== EXERCISE ==
Can you put the lines of all the entries below into a numbered list, leaving out any blank lines?

== PROVIDED RECORDS ==
•••••
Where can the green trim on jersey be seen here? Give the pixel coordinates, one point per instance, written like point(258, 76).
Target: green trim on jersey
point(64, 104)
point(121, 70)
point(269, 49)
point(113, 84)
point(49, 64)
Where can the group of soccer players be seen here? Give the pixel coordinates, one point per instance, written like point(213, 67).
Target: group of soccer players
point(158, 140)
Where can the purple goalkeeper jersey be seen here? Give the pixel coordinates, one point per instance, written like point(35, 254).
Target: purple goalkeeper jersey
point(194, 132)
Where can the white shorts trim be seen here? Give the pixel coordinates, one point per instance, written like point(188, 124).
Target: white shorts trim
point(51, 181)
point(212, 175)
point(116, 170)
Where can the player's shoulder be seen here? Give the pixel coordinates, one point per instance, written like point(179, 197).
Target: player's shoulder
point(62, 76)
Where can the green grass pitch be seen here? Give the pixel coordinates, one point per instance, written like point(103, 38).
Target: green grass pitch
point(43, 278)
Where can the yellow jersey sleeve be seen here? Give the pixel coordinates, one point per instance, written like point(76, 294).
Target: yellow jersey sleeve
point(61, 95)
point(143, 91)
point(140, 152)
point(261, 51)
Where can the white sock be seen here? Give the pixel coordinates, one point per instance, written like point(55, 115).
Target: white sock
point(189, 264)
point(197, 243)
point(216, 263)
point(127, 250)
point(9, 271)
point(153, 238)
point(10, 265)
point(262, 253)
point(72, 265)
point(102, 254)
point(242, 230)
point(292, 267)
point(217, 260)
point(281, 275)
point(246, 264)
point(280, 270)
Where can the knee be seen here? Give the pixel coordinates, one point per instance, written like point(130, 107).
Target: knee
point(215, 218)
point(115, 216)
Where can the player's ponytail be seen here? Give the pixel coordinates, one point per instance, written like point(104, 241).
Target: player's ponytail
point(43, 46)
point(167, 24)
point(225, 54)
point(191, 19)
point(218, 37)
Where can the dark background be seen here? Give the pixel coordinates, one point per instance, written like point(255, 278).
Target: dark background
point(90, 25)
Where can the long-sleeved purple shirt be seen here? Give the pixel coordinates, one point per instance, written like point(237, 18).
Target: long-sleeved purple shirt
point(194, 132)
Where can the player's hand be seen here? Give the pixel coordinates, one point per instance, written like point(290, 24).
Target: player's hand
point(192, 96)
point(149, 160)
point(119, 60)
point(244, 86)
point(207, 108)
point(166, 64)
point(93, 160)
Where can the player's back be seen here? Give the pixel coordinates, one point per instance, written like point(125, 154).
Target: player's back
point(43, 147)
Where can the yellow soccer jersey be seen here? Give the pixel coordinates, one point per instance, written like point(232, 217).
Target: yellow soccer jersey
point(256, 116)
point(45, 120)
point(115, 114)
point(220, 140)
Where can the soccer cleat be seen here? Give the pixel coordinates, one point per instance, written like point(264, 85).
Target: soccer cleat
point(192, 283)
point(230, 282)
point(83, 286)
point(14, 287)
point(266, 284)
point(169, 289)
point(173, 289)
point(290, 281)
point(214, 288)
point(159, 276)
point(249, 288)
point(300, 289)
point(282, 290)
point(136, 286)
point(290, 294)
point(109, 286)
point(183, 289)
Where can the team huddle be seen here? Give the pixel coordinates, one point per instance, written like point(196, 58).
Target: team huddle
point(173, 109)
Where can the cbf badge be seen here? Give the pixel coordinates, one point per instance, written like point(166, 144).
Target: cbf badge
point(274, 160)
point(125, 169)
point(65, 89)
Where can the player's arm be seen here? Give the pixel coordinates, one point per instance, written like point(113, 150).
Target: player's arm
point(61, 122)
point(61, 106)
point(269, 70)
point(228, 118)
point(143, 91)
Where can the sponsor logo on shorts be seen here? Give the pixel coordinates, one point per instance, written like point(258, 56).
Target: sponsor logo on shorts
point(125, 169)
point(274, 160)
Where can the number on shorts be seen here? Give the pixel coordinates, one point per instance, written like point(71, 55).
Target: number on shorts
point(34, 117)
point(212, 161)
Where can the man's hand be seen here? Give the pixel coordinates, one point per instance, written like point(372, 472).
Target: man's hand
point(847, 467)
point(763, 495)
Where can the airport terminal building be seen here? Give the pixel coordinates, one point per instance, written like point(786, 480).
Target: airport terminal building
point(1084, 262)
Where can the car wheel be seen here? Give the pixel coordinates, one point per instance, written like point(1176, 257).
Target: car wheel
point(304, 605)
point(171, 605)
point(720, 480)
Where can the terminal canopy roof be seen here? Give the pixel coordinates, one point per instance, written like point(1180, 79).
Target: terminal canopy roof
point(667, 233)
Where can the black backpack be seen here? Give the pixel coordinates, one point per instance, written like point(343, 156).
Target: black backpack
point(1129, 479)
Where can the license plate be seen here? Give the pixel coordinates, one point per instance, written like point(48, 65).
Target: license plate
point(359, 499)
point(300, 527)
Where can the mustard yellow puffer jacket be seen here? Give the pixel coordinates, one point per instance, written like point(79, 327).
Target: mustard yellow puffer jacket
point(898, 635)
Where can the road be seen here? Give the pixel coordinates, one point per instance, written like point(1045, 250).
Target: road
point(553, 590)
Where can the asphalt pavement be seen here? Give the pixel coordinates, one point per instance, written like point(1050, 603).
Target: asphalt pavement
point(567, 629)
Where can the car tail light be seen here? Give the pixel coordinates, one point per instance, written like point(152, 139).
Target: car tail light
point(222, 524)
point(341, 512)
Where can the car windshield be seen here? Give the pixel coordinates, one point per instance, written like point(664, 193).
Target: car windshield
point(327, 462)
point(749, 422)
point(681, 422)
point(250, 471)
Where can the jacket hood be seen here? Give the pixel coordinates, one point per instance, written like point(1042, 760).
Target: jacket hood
•••••
== CORRECT OUTPUT ==
1. Where can the green trim on jersey be seen here? Give the pixel coordinates, one point per instance, written like point(258, 76).
2. Target: green trim on jersey
3. point(64, 104)
4. point(121, 70)
5. point(269, 49)
6. point(113, 84)
7. point(49, 64)
8. Where can the group of soccer players be seen here? Give the pixel coordinates, one point per instance, written like point(213, 67).
9. Target: group of soccer players
10. point(158, 140)
11. Where can the purple goalkeeper jersey be seen here? Give the pixel coordinates, one point per instance, written like point(35, 254).
12. Target: purple goalkeeper jersey
13. point(194, 132)
14. Where can the white shorts trim be seen here? Give the pixel coordinates, one point per instance, written like point(188, 124).
15. Target: white shorts trim
16. point(51, 181)
17. point(212, 175)
18. point(116, 170)
19. Where can the player's shoulder be seen here? Give the pixel coordinates, one point per instance, written like point(179, 197).
20. Target: player's shoulder
21. point(62, 76)
22. Where can the green grass pitch be seen here? Give the pixel coordinates, one point per instance, written like point(103, 38).
23. Target: green grass pitch
24. point(43, 278)
25. Where can the yellow jersey sleeve be seen here? Give the pixel coordinates, one point per instance, written like point(76, 294).
26. Target: yellow jersey sleeve
27. point(61, 95)
28. point(143, 91)
29. point(140, 152)
30. point(261, 51)
31. Where can the white sock be seen here? Give the pixel coordinates, one point per instance, written like point(55, 115).
32. Target: white sock
33. point(189, 264)
34. point(197, 243)
35. point(216, 263)
36. point(127, 250)
37. point(9, 271)
38. point(153, 238)
39. point(10, 265)
40. point(262, 253)
41. point(72, 265)
42. point(102, 254)
43. point(242, 230)
44. point(292, 267)
45. point(217, 260)
46. point(281, 275)
47. point(246, 264)
48. point(280, 270)
49. Where can the knee be seen here? Give the pixel coordinates, one point per instance, written like point(130, 107).
50. Target: knee
51. point(215, 218)
52. point(115, 216)
53. Where can the player's ponytail be seen here? Give the pixel coordinates, one point per instance, written like point(104, 241).
54. Target: player's ponytail
55. point(43, 46)
56. point(167, 24)
57. point(225, 54)
58. point(191, 19)
59. point(218, 37)
60. Where can the dark background be seen here? Give the pixel coordinates, one point per instance, written like point(255, 278).
61. Target: dark background
62. point(90, 25)
63. Where can the long-sleeved purple shirt be seen here? Give the pixel coordinates, one point per instance, written like point(237, 18).
64. Target: long-sleeved purple shirt
65. point(194, 132)
66. Where can the player's hand be seen here? Give the pixel coordinates, one point per instance, written like point(290, 24).
67. Target: player's hand
68. point(192, 96)
69. point(149, 160)
70. point(119, 60)
71. point(244, 86)
72. point(207, 108)
73. point(166, 64)
74. point(93, 160)
75. Where can the player's back be seen here? Give the pixel coordinates, one point per instance, written like point(125, 154).
76. Target: player's back
77. point(43, 147)
78. Where can the yellow soccer jersey be seen here? Give the pixel coordinates, one point per instance, written like point(232, 217).
79. Target: yellow soccer jersey
80. point(256, 116)
81. point(45, 120)
82. point(115, 114)
83. point(220, 140)
84. Where can the soccer cleat be seen here? Give the pixel coordinates, one point per instance, written like point(264, 85).
85. Target: soccer cleat
86. point(192, 283)
87. point(230, 282)
88. point(83, 286)
89. point(14, 287)
90. point(266, 284)
91. point(169, 289)
92. point(173, 289)
93. point(290, 281)
94. point(214, 288)
95. point(159, 276)
96. point(249, 288)
97. point(300, 289)
98. point(282, 290)
99. point(136, 286)
100. point(290, 294)
101. point(109, 286)
102. point(183, 289)
103. Where can the team huddle be seen here? Give the pixel coordinates, one point per instance, written like point(196, 58).
104. Target: team huddle
105. point(173, 109)
106. Where can the cbf badge be seen here? Give the pixel coordinates, one point per instance, written like point(166, 144).
107. Target: cbf badge
108. point(274, 160)
109. point(125, 169)
110. point(65, 89)
111. Where can the player's arm be seen here? Give the pixel coordinates, one point per instance, written like point(113, 150).
112. Target: player's arm
113. point(61, 122)
114. point(61, 106)
115. point(269, 70)
116. point(228, 118)
117. point(143, 91)
118. Where can the sponsor logo on shorts be seen here? Give the pixel coordinates, one point per instance, written like point(258, 56).
119. Target: sponsor logo on shorts
120. point(125, 169)
121. point(274, 160)
122. Where can the number on shorts be seen here? Give the pixel coordinates, one point per instance, written like point(71, 55).
123. Target: number on shorts
124. point(34, 117)
125. point(212, 161)
126. Where can the man's hand be seen here? Give the pixel coordinates, one point per instance, written like point(372, 472).
127. Target: man's hand
128. point(847, 467)
129. point(763, 495)
130. Where can the airport terminal building be seen here? Give the pixel coordinates, one point per instance, written like point(786, 480).
131. Target: airport terminal building
132. point(1084, 262)
133. Where can the car wheel be seen here? Give the pixel coordinates, one point per instance, written like point(1176, 257).
134. Target: car wheel
135. point(304, 605)
136. point(171, 605)
137. point(720, 480)
138. Where can the terminal canopy roof be seen here? Give the pixel coordinates, one point per instance, written like point(1180, 79).
139. Target: terminal canopy roof
140. point(667, 233)
141. Where can the black backpack be seen here? Give the pixel coordinates, one point per instance, written like point(343, 156).
142. Target: black backpack
143. point(1129, 479)
144. Where can the license plate be seen here? Give the pixel coordinates, one point per instance, written like point(48, 65).
145. Target: license plate
146. point(359, 499)
147. point(300, 527)
148. Where can the mustard yellow puffer jacket be seen here? Give the pixel coordinates, one point per instance, written like point(79, 327).
149. Target: mustard yellow puffer jacket
150. point(898, 635)
151. Where can the road be seen here? Give the pixel coordinates, one point per instance, written like point(1045, 250).
152. Target: road
153. point(553, 590)
154. Where can the asphalt pavement be seen here? Give the pixel coordinates, one point per instance, written like point(1050, 603).
155. Target: asphalt pavement
156. point(567, 629)
157. Where can the car tail light be seen here? Give the pixel coordinates, one point per instance, written like point(152, 139).
158. Target: car tail light
159. point(222, 524)
160. point(341, 512)
161. Where can the car windshield be seen here? Give the pixel coordinates, one point per instance, written like point(664, 193).
162. Target: car windshield
163. point(327, 462)
164. point(749, 422)
165. point(681, 422)
166. point(250, 471)
167. Where can the jacket hood be seen here? Give the pixel coordinates, one point per instance, written like point(1042, 760).
168. Target: jacket hood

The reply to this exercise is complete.